**PASSAGE SHOWN**

## BEGIN

Diablo 3's auction houses still remain offline since Blizzard shut it down Wednesday following a patch that triggered an exploit allowing users to disrupt the game's economy. 

Though the bug has been fixed, the shutdown of both gold and Real-Money Auction Houses are still frustrating enough players to the threat of a class-action lawsuit as Blizzard tries to audit every transaction that occurred since Tuesday.

Reddit user Tyropro explained the science behind the now infamous "gold dupe" that has been another blow to Blizzard. Here's the user's explaination below:

The gold "dupe" involved creating a RMAH auction for billions of gold while staying under the $250 limit. The example I saw in a video was 6 billion gold (600 x 10,000,000 at $0.39 per stack, for $234). When they posted this auction only ~1.7 billion appeared to be for sale, with the rest "missing" until they sent it to their stash and ended up with more than they started with. The exact numbers from a duping video:

Create RMAH auction for:            6,000,000,000 gold

Auction shows up as:                1,705,032,704 gold

This much is missing!               4,294,967,296 gold

The missing amount, divided by 2:   2,147,483,648 gold

2,147,483,648 (or 231) is the maximum value you can store in an int32 in programming. I'm no programmer, but I took one class in high school and was taught about the limits of different variable types. See: https://stackoverflow.com/questions/94591/what-is-the-maximum-value-for-a-int32 Simply put, their RMAH gold selling code wasn't written to handle numbers over 2,147,483,648 properly, and the result was duplicate gold being added to people's stashes.

## END

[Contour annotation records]
## BEGIN

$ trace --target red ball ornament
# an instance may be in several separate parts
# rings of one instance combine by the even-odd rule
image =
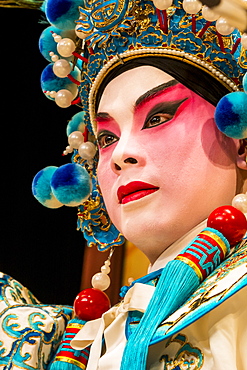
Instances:
[[[245,215],[232,206],[216,208],[209,216],[208,227],[220,231],[231,246],[241,242],[247,231]]]
[[[108,296],[95,288],[82,290],[74,301],[75,314],[84,321],[99,319],[110,307]]]

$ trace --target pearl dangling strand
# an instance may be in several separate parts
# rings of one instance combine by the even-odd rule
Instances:
[[[113,255],[114,248],[111,248],[109,257],[107,260],[104,262],[104,265],[101,266],[101,272],[98,272],[92,277],[91,283],[93,288],[99,289],[101,291],[104,291],[109,288],[111,280],[108,276],[110,273],[110,265],[111,265],[111,257]]]
[[[232,206],[243,212],[247,218],[247,192],[235,195],[232,200]]]
[[[108,274],[111,271],[110,260],[113,252],[114,248],[111,248],[107,260],[101,267],[101,272],[98,272],[92,277],[93,288],[82,290],[75,298],[75,315],[81,320],[89,321],[98,319],[111,307],[110,300],[104,293],[104,290],[110,286]]]
[[[72,153],[74,149],[78,150],[78,154],[82,159],[87,160],[89,167],[93,165],[93,158],[97,148],[91,141],[84,142],[84,137],[81,131],[73,131],[68,136],[69,145],[63,151],[63,155]]]

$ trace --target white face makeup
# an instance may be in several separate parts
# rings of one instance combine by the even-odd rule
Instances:
[[[165,72],[112,80],[98,108],[98,179],[118,230],[153,263],[236,189],[235,144],[215,108]]]

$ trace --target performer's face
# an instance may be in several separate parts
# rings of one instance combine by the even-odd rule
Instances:
[[[117,229],[151,262],[235,195],[235,143],[214,110],[149,66],[116,77],[101,97],[100,188]]]

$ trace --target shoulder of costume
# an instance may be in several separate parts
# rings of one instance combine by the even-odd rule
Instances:
[[[160,274],[160,271],[157,271]],[[154,273],[153,273],[154,274]],[[158,276],[144,277],[144,284],[156,285]],[[151,275],[151,274],[150,274]],[[139,282],[142,282],[139,279]],[[158,327],[151,344],[158,343],[191,325],[247,285],[247,242],[232,253],[198,287],[193,295],[177,311]],[[139,323],[140,314],[129,314],[127,337]]]

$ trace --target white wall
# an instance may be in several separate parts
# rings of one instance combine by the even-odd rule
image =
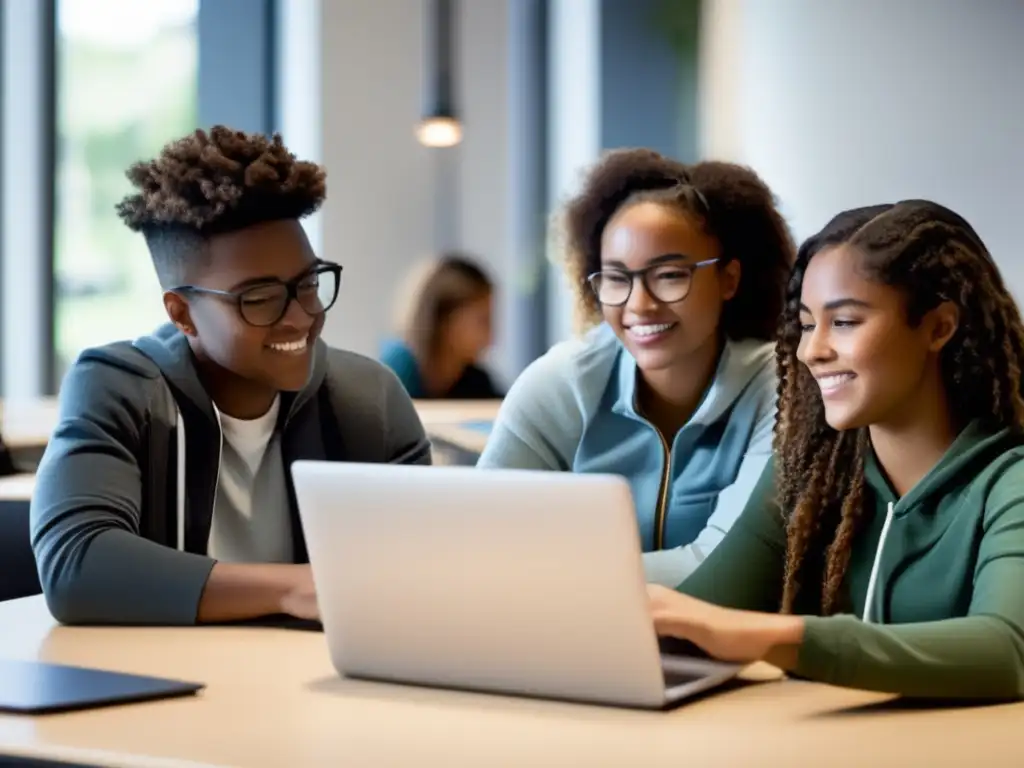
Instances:
[[[1024,298],[1024,3],[706,0],[702,146],[759,171],[798,238],[929,198]]]
[[[284,0],[281,106],[286,143],[323,162],[328,199],[309,227],[344,265],[325,338],[376,355],[406,272],[442,248],[478,255],[501,285],[494,362],[508,378],[515,280],[509,213],[508,3],[459,7],[464,141],[421,146],[423,0]],[[308,45],[310,31],[315,42]]]
[[[434,244],[434,163],[414,136],[423,10],[410,0],[321,2],[321,253],[345,268],[324,335],[367,354],[390,327],[397,281]]]

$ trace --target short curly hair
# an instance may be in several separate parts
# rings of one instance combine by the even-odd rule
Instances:
[[[601,237],[624,206],[653,201],[697,215],[742,276],[726,303],[722,328],[731,339],[775,338],[796,258],[790,228],[767,184],[749,168],[722,162],[686,165],[653,150],[612,150],[591,168],[561,220],[565,270],[583,325],[601,318],[587,276],[601,268]]]
[[[183,280],[211,237],[303,218],[327,195],[324,168],[296,160],[281,134],[223,125],[171,141],[126,175],[137,191],[118,204],[118,215],[145,237],[165,288]]]

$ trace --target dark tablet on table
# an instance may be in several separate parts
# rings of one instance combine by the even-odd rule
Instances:
[[[203,683],[0,659],[0,713],[46,715],[193,695]]]

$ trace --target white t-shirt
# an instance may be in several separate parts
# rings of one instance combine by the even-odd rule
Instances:
[[[285,465],[281,438],[274,434],[280,409],[279,396],[258,419],[234,419],[217,411],[223,440],[207,544],[210,557],[224,562],[292,562]]]

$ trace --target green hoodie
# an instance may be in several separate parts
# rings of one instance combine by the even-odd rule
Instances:
[[[794,675],[905,696],[1024,698],[1024,437],[968,426],[902,499],[873,456],[865,479],[866,517],[846,579],[856,615],[813,615],[820,585],[805,583]],[[769,464],[728,536],[679,591],[777,611],[785,529],[774,498]]]

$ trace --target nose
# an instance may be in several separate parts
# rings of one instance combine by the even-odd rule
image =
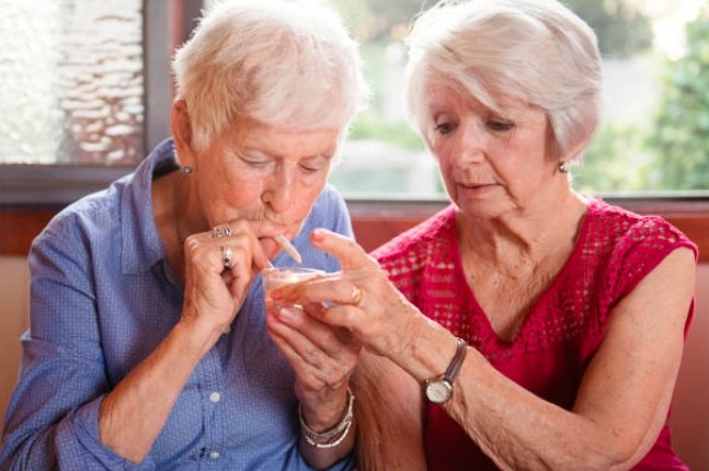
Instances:
[[[266,177],[264,183],[261,200],[268,205],[275,214],[281,214],[288,209],[297,193],[296,170],[279,165]]]

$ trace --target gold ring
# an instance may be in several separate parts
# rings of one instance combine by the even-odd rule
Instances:
[[[352,296],[350,297],[350,303],[354,306],[358,306],[359,301],[362,301],[362,289],[359,287],[354,286],[352,288]]]
[[[228,245],[222,245],[221,246],[221,263],[224,264],[224,267],[226,269],[231,268],[231,256],[233,255],[233,252],[231,251],[231,248]]]
[[[222,225],[217,225],[211,229],[211,239],[231,236],[232,233],[233,232],[231,232],[229,225],[225,222]]]

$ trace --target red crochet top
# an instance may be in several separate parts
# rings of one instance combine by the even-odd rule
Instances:
[[[613,308],[681,246],[697,252],[691,241],[662,218],[638,216],[590,198],[571,256],[530,308],[512,342],[498,336],[466,282],[454,206],[373,255],[426,317],[465,338],[507,378],[570,410],[584,370],[606,334]],[[694,302],[687,326],[693,312]],[[442,407],[428,404],[424,424],[430,470],[496,469]],[[675,456],[666,425],[636,469],[688,469]]]

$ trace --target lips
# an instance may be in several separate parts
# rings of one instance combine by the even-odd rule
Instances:
[[[478,188],[484,188],[488,186],[494,186],[496,183],[461,183],[457,182],[456,185],[460,186],[461,188],[466,189],[478,189]]]

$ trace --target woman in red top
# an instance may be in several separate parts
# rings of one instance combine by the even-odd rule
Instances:
[[[593,32],[554,0],[477,0],[434,7],[409,42],[453,204],[377,250],[382,271],[316,232],[353,275],[299,291],[343,302],[310,312],[366,346],[361,466],[687,469],[666,417],[696,246],[570,185],[599,115]]]

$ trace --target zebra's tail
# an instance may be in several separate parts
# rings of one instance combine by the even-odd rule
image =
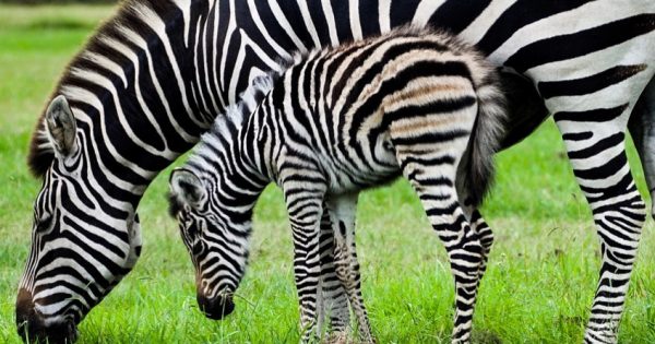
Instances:
[[[500,79],[492,68],[475,86],[478,114],[463,161],[464,190],[467,190],[469,199],[463,201],[478,206],[493,181],[493,155],[500,150],[507,111]]]

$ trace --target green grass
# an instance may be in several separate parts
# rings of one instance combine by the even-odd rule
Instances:
[[[58,74],[106,7],[0,7],[0,342],[20,343],[16,283],[40,186],[25,166],[32,128]],[[479,343],[580,343],[599,265],[590,211],[551,121],[500,154],[485,206],[497,241],[474,320]],[[634,150],[630,158],[635,162]],[[643,176],[634,165],[640,190]],[[282,197],[255,212],[252,264],[226,320],[205,319],[192,268],[166,215],[163,173],[141,206],[144,250],[134,271],[80,325],[80,343],[298,341],[291,244]],[[442,245],[407,183],[362,194],[358,249],[364,294],[380,343],[448,341],[453,287]],[[643,232],[620,328],[622,343],[655,342],[655,232]]]

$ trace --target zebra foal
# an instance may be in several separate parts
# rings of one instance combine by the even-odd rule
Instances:
[[[198,297],[215,300],[205,312],[221,318],[234,310],[252,209],[276,182],[293,232],[302,340],[319,328],[320,222],[329,210],[336,275],[360,336],[372,342],[355,252],[357,195],[402,175],[449,253],[452,341],[469,342],[488,250],[469,221],[492,175],[503,99],[481,55],[416,28],[313,50],[282,75],[261,79],[170,176],[170,212],[194,263]]]

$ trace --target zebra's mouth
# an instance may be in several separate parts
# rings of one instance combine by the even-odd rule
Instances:
[[[25,343],[73,343],[78,340],[78,328],[72,319],[46,325],[44,317],[35,310],[32,294],[19,290],[16,300],[16,330]]]
[[[205,317],[213,320],[221,320],[235,310],[231,296],[219,294],[214,298],[205,298],[202,294],[198,294],[196,298],[200,310]]]

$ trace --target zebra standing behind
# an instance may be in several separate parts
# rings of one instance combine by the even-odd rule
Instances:
[[[449,253],[456,289],[452,341],[469,342],[486,252],[469,220],[489,185],[504,116],[495,70],[452,36],[404,28],[314,50],[253,87],[170,176],[170,210],[195,266],[198,298],[216,300],[204,311],[234,310],[252,209],[275,181],[291,224],[303,341],[318,322],[325,204],[335,226],[336,274],[360,335],[371,342],[355,253],[357,195],[402,174]]]

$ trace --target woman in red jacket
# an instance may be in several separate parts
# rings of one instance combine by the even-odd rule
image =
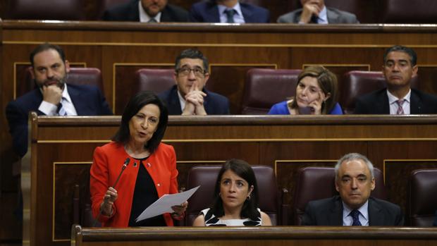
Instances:
[[[135,222],[159,197],[178,192],[175,151],[161,142],[168,120],[155,94],[140,92],[126,105],[113,141],[94,150],[90,190],[93,215],[103,226],[173,226],[172,219],[183,216],[186,202],[173,207],[173,214]]]

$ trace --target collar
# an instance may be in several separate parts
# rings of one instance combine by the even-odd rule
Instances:
[[[328,24],[328,12],[326,6],[324,6],[324,8],[319,13],[319,18],[317,20],[319,24]]]
[[[402,98],[398,98],[395,97],[393,94],[390,93],[388,90],[387,90],[387,96],[388,97],[388,105],[391,105],[393,104],[395,104],[396,101],[399,99],[402,99]],[[411,97],[411,89],[408,91],[408,93],[404,97],[403,99],[407,101],[407,102],[410,103],[410,99]]]
[[[354,210],[349,207],[349,206],[346,205],[344,202],[341,202],[343,204],[343,221],[345,221],[345,218],[349,216],[349,214]],[[358,209],[361,215],[364,217],[364,219],[369,221],[369,199],[366,201],[366,202]]]
[[[73,103],[71,102],[71,98],[70,97],[70,94],[68,94],[68,89],[67,88],[67,83],[64,84],[63,91],[62,91],[62,98],[68,102],[69,103]]]
[[[185,99],[182,97],[178,87],[176,87],[176,92],[178,92],[178,98],[179,98],[179,103],[180,104],[180,110],[183,111],[183,109],[185,107]]]
[[[140,22],[142,23],[148,23],[152,18],[146,13],[146,11],[142,8],[142,5],[141,5],[141,1],[138,1],[138,11],[140,11]],[[153,17],[156,22],[161,22],[161,14],[159,12],[156,14],[155,17]]]
[[[226,9],[233,9],[237,11],[239,16],[242,16],[242,12],[241,12],[241,6],[240,6],[239,1],[238,1],[237,4],[234,5],[232,8],[226,7],[222,4],[217,4],[217,7],[218,7],[218,13],[220,13],[220,15],[226,15],[224,12]]]

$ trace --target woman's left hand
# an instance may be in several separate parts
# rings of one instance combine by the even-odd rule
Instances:
[[[187,207],[188,207],[188,202],[185,201],[182,204],[178,206],[173,206],[171,209],[174,211],[174,216],[180,217],[183,216],[185,210],[187,210]]]

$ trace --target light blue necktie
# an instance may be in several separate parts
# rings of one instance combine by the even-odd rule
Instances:
[[[352,216],[352,226],[362,226],[361,222],[359,222],[359,211],[357,209],[352,210],[350,214],[349,214]]]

## END

**REQUEST**
Continue the passage above about the Diablo 3 auction house gold exploit, starting right after its last sentence.

**TASK OUTPUT**
A potential lawsuit can come if Blizzard can't rectify transactions that involve purchases in the RMAH. Those who have already exploited the bug could already have cashed out funds; a real problem for the developer. Some are even asking Blizzard to roll-back everything, ban those who participated in the exploit or flat out shut down the auction houses down for good.  

Blues News contributer Verno said that though Blizzard may be in a catch 22, the best option may be a roll-back.

The trouble with that is that just punishes a few people while leaving permanent, lasting damage to the games economy that affects everyone else. Those people who had their accounts suspended still used that money, bought items, spread it around, etc. Imagine quadrillions of gold, even if they managed to reverse half of that it would still permanently inflate and screw the economy. The only way to put the genie back in the bottle is a rollback, who was responsible and how they are punished is a secondary consideration for people playing. 

Diablo 3 has suffered from mounds of criticism since its launch last year including Blizzard's much criticized always-on DRM that forced players online for single-player along with the general idea of the RMAH.